• [STUDY TEXT]:
##############################

This backlash to progress is happening in Congress as well. At the end of April, Senate Minority Leader Mitch McConnell and other Republicans condemned an effort by the Biden administration to teach about systemic racism and Black success. It’s particularly cynical to burden local schools with hyped-up controversies as they struggle to reopen and recover from the pandemic.
The goal seems to be to scare white parents by conjuring up a new boogeyman built around some very old threats – and to chill the speech of teachers, students and parents committed to having substantive conversations about racism. The hope is not only to keep future generations ignorant of our shared past and present, but also to distract and manipulate the public into yet another zero-sum culture war, instead of uniting behind common solutions to our common problems.
The truth is that American families do have much in common.
A bipartisan, multiracial majority of voters support the Biden administration’s plans to invest in child care, elder care, paid family leave and new green jobs by raising taxes on corporations and the wealthiest Americans. A bipartisan, multiracial majority supports strengthening our democracy through the For the People Act. This is all legislation that congressional Republicans are stonewalling, and they think they can get away with it if enough white parents are organizing against our public schools and overburdened teachers instead of uniting with parents of color to demand family-friendly public policies and living-wage jobs.

##############################

• [INSTRUCTIONS FOR THE TASK]: Rewrite the commentary on political backlash from "A bipartisan, multiracial majority of" to "and living-wage jobs.", replacing "stonewalling" with "blocking". The data that follows was drawn from a separate source.

• [Collected data]:
##############################

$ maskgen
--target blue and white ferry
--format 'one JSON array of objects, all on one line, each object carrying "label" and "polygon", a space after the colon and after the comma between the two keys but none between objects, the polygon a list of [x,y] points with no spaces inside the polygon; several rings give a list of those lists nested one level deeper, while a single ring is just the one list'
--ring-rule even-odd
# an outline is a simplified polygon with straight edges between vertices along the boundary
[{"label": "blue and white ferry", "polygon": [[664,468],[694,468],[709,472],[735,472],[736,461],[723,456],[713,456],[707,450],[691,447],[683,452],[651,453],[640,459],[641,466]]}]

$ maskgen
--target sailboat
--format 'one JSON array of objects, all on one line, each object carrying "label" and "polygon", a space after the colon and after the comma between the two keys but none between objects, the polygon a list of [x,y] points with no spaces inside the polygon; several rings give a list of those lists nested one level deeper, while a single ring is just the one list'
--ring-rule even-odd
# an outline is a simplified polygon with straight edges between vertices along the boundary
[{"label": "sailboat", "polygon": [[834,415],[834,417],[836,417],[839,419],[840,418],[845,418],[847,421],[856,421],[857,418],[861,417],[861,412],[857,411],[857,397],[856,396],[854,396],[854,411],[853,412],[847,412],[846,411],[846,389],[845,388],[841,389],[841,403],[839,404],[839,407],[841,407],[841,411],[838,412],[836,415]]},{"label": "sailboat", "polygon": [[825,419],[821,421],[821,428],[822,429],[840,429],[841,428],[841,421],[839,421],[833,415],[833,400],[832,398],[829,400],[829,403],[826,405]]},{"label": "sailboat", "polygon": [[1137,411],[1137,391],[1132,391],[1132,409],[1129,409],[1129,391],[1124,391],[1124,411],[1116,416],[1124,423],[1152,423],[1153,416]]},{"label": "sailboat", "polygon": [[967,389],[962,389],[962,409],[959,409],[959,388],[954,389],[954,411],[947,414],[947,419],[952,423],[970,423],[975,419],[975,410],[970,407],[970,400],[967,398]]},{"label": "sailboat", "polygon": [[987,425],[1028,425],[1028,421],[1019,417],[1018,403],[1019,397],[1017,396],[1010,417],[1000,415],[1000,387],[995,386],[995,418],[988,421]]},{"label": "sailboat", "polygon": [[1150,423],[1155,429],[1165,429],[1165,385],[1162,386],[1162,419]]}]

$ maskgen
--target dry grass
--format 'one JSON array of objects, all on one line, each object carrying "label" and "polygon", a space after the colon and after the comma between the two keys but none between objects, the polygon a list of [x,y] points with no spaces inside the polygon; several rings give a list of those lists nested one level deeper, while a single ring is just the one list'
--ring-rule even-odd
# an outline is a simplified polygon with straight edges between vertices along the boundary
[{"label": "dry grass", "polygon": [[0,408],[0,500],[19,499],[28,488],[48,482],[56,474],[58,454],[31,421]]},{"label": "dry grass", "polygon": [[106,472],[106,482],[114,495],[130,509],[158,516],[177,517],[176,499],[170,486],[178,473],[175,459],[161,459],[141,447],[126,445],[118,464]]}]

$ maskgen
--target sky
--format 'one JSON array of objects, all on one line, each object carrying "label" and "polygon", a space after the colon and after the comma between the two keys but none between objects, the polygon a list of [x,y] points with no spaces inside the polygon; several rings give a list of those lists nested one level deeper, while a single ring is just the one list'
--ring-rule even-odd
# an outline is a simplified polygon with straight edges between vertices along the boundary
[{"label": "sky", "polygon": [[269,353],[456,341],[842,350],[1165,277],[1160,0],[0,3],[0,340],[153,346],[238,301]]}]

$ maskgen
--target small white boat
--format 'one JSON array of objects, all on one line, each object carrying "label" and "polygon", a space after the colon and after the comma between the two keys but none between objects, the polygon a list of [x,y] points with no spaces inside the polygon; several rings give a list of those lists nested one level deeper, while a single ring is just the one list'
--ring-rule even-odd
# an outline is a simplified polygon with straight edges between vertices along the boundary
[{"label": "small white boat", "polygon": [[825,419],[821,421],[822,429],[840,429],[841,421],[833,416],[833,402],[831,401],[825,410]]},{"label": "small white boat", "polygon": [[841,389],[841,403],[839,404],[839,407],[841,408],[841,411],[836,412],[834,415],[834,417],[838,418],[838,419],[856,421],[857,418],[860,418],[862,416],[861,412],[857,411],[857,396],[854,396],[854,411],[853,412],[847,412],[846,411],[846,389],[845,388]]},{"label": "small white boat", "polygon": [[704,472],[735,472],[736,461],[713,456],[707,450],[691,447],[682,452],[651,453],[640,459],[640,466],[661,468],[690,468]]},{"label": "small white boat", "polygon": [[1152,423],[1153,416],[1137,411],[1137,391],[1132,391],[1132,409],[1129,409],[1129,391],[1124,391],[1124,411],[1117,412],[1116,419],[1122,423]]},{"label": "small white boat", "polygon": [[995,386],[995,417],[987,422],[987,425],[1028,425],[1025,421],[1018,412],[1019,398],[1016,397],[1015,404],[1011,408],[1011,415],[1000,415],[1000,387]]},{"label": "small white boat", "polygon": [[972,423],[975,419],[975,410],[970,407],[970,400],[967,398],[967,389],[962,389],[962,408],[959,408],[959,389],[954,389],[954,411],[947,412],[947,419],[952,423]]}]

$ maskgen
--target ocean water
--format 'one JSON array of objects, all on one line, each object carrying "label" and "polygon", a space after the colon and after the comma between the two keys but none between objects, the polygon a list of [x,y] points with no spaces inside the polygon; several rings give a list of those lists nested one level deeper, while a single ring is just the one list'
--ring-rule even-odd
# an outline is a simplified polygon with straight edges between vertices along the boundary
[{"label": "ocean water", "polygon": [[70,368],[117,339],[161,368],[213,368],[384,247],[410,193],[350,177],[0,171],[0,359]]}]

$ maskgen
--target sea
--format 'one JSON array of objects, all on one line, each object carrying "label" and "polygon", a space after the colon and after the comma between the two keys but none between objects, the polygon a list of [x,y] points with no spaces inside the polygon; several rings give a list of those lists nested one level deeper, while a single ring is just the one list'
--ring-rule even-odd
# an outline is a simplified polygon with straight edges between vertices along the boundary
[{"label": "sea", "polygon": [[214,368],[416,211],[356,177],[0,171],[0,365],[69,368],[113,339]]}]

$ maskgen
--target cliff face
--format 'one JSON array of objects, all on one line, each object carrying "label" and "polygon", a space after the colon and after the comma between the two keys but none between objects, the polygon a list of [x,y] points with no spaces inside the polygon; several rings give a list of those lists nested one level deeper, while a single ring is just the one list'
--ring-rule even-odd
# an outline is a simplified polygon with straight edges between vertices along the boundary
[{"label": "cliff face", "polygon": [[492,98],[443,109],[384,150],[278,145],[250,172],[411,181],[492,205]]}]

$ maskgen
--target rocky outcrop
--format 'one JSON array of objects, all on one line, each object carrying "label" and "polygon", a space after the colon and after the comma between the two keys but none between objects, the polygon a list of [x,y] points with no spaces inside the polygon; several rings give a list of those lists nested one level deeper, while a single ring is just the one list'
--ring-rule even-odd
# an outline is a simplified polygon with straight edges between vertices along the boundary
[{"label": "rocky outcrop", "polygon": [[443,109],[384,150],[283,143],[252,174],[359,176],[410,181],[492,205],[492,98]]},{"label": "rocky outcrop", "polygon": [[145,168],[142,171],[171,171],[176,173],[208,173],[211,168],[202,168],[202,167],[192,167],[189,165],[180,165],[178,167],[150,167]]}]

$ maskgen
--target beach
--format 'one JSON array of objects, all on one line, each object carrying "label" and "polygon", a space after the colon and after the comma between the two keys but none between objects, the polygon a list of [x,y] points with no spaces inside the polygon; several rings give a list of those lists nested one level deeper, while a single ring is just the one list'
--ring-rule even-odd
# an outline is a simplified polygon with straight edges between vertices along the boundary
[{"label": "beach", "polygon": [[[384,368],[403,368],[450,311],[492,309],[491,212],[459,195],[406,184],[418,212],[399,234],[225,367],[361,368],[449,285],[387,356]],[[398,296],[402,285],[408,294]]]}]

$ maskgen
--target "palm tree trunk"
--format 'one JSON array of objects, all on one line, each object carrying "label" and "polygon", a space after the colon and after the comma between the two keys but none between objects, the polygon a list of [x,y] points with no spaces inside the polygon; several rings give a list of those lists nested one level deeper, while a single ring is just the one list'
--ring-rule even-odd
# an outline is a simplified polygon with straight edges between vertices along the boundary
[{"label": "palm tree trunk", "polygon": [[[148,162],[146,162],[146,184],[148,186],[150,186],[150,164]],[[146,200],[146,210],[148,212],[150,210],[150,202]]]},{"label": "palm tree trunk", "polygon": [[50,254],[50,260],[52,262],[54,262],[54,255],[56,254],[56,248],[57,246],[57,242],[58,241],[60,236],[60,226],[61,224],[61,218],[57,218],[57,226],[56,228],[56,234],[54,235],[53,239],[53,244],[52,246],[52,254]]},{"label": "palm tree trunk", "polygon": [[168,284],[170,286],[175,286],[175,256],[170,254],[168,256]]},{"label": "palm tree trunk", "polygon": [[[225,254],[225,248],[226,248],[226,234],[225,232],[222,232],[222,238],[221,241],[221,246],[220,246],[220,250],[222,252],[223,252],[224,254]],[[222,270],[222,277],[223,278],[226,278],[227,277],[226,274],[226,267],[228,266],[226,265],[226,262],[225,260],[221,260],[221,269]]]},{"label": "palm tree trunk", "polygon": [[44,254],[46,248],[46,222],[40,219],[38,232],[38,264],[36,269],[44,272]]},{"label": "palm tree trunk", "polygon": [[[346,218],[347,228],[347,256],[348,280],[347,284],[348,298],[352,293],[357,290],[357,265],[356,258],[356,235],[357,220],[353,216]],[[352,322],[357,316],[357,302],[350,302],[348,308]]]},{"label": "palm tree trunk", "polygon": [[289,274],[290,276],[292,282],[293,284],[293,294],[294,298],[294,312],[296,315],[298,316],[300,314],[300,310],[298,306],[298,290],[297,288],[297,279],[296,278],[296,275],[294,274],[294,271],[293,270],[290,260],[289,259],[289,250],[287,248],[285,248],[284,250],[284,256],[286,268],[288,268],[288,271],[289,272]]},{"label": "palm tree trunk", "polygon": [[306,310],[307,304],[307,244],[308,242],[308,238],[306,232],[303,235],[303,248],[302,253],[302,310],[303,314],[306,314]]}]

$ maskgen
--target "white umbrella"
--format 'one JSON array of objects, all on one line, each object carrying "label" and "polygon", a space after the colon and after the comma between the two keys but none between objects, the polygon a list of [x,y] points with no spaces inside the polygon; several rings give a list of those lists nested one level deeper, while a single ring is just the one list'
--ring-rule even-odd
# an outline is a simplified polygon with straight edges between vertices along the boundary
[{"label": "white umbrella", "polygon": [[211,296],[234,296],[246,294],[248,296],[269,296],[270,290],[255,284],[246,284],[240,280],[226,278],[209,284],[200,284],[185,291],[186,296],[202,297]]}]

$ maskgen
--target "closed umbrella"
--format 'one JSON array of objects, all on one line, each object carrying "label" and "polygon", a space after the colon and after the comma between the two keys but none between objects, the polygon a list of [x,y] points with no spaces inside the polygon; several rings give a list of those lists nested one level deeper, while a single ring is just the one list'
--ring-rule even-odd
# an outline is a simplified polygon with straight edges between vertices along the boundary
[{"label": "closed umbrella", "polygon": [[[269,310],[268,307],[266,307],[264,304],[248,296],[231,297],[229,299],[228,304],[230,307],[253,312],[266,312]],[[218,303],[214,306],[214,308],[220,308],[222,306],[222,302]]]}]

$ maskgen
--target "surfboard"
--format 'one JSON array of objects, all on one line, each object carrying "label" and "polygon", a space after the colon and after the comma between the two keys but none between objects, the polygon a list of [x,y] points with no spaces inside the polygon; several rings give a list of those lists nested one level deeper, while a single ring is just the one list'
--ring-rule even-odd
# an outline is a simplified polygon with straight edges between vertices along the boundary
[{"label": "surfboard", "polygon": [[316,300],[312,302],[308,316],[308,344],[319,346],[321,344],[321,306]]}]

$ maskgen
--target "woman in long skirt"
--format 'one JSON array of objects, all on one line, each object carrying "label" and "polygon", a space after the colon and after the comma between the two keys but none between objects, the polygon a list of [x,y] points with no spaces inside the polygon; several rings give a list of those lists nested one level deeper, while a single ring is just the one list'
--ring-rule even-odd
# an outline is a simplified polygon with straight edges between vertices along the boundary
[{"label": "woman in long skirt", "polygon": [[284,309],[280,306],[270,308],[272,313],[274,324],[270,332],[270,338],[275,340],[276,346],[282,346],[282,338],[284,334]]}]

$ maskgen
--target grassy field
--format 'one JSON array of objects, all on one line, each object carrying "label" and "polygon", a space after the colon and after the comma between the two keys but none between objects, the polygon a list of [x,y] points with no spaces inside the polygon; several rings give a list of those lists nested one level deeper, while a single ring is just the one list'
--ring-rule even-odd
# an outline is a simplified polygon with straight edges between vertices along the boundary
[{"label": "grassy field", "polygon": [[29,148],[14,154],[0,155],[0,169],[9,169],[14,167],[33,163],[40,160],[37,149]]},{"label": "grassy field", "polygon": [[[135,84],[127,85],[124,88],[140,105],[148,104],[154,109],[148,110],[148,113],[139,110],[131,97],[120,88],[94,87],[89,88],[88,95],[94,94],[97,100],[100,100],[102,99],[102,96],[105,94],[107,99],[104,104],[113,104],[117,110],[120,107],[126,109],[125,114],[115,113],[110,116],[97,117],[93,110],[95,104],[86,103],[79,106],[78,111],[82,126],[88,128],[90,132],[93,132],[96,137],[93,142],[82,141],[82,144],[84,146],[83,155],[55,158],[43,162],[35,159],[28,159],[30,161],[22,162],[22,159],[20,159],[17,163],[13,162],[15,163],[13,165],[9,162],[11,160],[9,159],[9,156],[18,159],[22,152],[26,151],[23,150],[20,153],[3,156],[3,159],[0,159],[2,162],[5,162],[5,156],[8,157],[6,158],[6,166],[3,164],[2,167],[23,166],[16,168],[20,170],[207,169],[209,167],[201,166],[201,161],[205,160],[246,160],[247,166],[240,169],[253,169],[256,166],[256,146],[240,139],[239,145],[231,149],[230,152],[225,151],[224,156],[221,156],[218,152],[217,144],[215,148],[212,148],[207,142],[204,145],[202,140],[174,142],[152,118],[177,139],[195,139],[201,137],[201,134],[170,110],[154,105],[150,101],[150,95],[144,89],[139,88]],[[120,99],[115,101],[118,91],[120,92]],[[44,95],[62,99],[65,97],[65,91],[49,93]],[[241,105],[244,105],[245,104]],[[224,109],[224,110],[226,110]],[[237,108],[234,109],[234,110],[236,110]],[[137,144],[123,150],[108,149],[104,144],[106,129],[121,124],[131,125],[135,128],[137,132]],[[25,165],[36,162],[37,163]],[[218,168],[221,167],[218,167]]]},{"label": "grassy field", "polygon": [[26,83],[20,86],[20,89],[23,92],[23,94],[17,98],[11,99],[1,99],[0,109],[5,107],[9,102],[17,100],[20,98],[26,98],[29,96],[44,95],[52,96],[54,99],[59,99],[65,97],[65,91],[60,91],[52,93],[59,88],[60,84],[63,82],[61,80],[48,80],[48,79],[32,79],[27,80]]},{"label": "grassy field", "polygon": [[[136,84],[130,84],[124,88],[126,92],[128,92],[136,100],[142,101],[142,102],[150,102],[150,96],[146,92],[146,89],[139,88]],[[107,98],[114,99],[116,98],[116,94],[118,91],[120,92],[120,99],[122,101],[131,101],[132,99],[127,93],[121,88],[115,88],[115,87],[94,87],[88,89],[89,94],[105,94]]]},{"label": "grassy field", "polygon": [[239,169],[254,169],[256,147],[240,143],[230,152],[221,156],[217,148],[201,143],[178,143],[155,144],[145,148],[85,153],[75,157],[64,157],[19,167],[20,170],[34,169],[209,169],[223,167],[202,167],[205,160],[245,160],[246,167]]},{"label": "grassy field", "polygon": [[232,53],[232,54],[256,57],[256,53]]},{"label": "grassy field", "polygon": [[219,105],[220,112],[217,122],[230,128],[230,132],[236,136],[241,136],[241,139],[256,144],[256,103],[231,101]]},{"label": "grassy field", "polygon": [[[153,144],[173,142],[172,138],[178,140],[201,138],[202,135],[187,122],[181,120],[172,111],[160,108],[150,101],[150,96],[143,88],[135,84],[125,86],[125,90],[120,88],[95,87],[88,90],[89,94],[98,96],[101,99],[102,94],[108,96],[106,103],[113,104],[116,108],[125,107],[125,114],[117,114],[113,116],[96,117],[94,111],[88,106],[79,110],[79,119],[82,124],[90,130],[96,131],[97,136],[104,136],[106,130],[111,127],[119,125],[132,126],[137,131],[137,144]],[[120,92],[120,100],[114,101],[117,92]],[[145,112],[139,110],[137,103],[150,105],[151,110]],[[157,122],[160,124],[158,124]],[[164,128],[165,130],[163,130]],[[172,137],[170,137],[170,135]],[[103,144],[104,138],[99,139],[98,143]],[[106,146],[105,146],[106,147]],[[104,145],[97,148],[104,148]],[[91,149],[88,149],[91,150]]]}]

##############################

• [RESULT BELOW]:
A bipartisan, multiracial majority of voters support the Biden administration’s plans to invest in child care, elder care, paid family leave and new green jobs by raising taxes on corporations and the wealthiest Americans. A bipartisan, multiracial majority supports strengthening our democracy through the For the People Act. This is all legislation that congressional Republicans are blocking, and they think they can get away with it if enough white parents are organizing against our public schools and overburdened teachers instead of uniting with parents of color to demand family-friendly public policies and living-wage jobs.